┌──
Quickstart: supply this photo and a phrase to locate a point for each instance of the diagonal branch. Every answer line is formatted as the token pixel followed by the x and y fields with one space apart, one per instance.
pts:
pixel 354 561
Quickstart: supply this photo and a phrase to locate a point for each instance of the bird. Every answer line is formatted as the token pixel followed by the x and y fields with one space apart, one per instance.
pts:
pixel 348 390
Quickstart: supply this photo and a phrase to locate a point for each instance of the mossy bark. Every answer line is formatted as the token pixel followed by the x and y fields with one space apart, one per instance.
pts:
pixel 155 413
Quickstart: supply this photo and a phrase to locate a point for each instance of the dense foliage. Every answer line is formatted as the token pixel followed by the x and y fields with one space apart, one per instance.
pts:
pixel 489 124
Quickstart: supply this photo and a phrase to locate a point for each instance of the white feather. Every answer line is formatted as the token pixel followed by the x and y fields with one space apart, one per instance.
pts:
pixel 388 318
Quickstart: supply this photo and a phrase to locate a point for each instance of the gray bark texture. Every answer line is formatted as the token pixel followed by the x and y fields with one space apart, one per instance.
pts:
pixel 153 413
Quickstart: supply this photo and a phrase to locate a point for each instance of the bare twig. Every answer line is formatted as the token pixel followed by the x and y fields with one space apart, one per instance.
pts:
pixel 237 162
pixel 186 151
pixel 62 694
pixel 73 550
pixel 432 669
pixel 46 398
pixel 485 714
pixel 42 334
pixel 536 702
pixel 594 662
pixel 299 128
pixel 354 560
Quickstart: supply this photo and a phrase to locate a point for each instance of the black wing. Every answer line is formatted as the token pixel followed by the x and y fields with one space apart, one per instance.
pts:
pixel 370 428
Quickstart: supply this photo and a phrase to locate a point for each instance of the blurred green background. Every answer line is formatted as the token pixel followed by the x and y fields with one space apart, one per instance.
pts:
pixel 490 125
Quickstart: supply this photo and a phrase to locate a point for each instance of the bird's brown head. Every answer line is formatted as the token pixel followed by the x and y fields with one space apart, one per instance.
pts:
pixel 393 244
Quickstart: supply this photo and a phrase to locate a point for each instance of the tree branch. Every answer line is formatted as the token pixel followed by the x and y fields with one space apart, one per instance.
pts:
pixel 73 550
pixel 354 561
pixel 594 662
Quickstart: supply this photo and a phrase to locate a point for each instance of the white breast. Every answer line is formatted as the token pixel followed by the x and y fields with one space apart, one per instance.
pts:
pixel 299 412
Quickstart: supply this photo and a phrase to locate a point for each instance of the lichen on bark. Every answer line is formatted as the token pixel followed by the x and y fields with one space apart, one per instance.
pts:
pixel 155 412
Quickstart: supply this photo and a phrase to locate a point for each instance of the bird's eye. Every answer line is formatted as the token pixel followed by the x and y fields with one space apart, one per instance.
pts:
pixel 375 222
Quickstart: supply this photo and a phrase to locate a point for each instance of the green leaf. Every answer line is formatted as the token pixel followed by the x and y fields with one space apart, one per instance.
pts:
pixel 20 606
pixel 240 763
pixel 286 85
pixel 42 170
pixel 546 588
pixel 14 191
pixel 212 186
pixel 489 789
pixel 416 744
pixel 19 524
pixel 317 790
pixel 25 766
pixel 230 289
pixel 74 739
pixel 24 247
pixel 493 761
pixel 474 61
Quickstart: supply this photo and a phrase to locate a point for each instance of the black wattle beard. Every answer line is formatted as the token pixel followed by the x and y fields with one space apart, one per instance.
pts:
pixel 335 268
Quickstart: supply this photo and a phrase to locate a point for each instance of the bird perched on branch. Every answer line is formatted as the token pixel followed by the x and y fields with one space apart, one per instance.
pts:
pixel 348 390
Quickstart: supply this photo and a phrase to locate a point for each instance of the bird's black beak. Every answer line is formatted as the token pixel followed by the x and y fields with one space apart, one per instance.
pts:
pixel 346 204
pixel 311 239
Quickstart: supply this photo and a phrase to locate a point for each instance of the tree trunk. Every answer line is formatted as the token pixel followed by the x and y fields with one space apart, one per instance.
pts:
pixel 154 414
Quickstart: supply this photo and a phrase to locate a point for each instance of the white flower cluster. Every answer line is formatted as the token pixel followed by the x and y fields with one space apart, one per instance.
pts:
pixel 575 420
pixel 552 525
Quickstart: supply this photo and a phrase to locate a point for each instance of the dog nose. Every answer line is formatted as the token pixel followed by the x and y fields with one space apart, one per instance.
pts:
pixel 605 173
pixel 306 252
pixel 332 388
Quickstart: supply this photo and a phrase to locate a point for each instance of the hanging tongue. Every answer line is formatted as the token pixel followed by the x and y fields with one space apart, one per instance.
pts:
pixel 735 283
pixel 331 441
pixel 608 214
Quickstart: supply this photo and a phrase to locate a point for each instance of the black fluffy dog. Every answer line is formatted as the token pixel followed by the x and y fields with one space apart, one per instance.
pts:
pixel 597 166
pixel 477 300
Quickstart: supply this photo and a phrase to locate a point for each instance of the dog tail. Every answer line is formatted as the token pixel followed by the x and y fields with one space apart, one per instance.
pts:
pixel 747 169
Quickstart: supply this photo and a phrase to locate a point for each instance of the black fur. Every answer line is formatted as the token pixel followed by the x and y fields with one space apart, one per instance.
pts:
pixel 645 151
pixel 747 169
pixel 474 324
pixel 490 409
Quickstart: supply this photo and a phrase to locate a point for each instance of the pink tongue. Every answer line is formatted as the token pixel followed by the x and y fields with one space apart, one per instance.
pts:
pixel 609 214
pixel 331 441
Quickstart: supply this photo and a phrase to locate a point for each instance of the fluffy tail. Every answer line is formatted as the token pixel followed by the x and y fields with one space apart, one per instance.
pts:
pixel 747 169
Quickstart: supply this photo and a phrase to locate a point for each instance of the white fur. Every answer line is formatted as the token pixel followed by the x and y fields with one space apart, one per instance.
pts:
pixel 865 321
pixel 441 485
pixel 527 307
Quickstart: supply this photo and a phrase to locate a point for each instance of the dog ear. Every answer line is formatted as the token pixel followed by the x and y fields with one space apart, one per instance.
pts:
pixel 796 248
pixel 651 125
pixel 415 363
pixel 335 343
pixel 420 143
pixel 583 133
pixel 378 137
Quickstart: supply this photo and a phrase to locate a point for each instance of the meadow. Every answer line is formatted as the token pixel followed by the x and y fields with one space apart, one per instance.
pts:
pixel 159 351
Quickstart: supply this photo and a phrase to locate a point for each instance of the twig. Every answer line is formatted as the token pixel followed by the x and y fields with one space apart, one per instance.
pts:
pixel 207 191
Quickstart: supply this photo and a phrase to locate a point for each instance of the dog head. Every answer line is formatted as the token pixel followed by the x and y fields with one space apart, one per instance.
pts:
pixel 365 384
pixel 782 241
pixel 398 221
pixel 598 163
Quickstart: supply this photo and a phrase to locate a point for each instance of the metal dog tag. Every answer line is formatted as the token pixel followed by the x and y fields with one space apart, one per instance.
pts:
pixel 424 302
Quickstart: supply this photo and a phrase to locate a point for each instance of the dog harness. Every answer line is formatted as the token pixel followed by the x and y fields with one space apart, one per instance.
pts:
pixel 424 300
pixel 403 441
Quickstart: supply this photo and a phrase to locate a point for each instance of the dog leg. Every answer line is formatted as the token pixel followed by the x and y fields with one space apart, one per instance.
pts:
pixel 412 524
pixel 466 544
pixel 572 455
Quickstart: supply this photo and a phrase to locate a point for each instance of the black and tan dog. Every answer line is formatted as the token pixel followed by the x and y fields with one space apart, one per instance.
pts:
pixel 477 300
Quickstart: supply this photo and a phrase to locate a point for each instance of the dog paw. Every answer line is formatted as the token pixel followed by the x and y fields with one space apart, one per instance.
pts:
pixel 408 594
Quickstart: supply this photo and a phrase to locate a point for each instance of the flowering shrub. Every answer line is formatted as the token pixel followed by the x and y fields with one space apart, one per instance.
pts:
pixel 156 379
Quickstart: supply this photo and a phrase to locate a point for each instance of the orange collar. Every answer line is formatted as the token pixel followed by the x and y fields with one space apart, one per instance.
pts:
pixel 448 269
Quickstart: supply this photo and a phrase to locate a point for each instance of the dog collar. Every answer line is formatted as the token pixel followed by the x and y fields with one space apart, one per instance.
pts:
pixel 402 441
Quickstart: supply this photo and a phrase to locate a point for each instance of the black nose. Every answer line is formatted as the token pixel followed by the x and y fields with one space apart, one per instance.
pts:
└──
▸ **Directions**: Repeat word for word the lines running from the line containing "of the flowering" to the end of the entries above, inclusive.

▸ **Solved problem**:
Quickstart: supply this photo and a phrase to locate a point for each instance of the flowering shrub. Every answer line is formatted as the token pixel followed by the x and y fields with one space apart, one per instance.
pts:
pixel 156 379
Quickstart: supply this photo and a phrase to locate a point for each instance of the orange collar. Every answer line is formatted as the token pixel followed by the x and y fields with one space apart, one per instance.
pts:
pixel 448 269
Quickstart: supply this photo and a phrase to locate a point for each instance of the dog collar. Every answer line is formatted as the token pixel followed by the x and y fields with one space apart, one per instance.
pts:
pixel 402 441
Quickstart: supply this photo and a phrase to locate a point for each instance of the black nose. Every answer line is formatted as the token pixel followed by the x and y fields with one space apart, one per instance.
pts:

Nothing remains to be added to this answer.